[Photo-based referring expression data]
↓↓↓

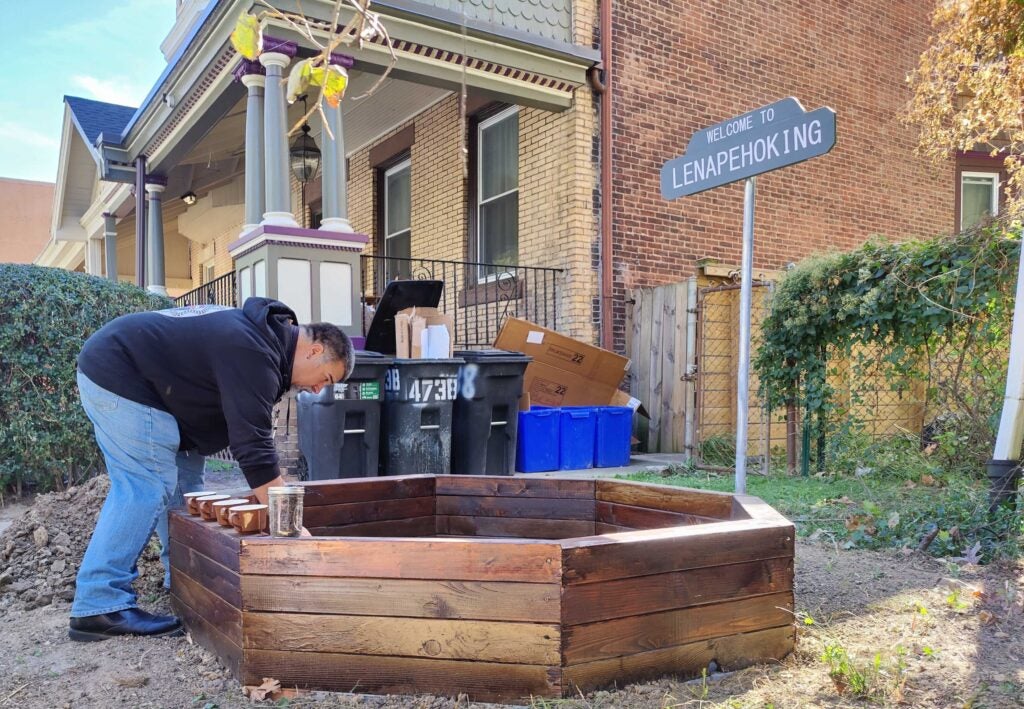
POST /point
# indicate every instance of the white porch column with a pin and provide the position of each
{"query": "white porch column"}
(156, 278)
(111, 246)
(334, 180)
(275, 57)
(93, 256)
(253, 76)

↑↑↑

Task statement: Drop the pictures and copy the data exactly.

Worked solution:
POST /point
# indicate every instance of the white porch column with a pin and provide the position of each
{"query": "white porch column"}
(156, 278)
(111, 246)
(334, 180)
(275, 57)
(93, 256)
(253, 76)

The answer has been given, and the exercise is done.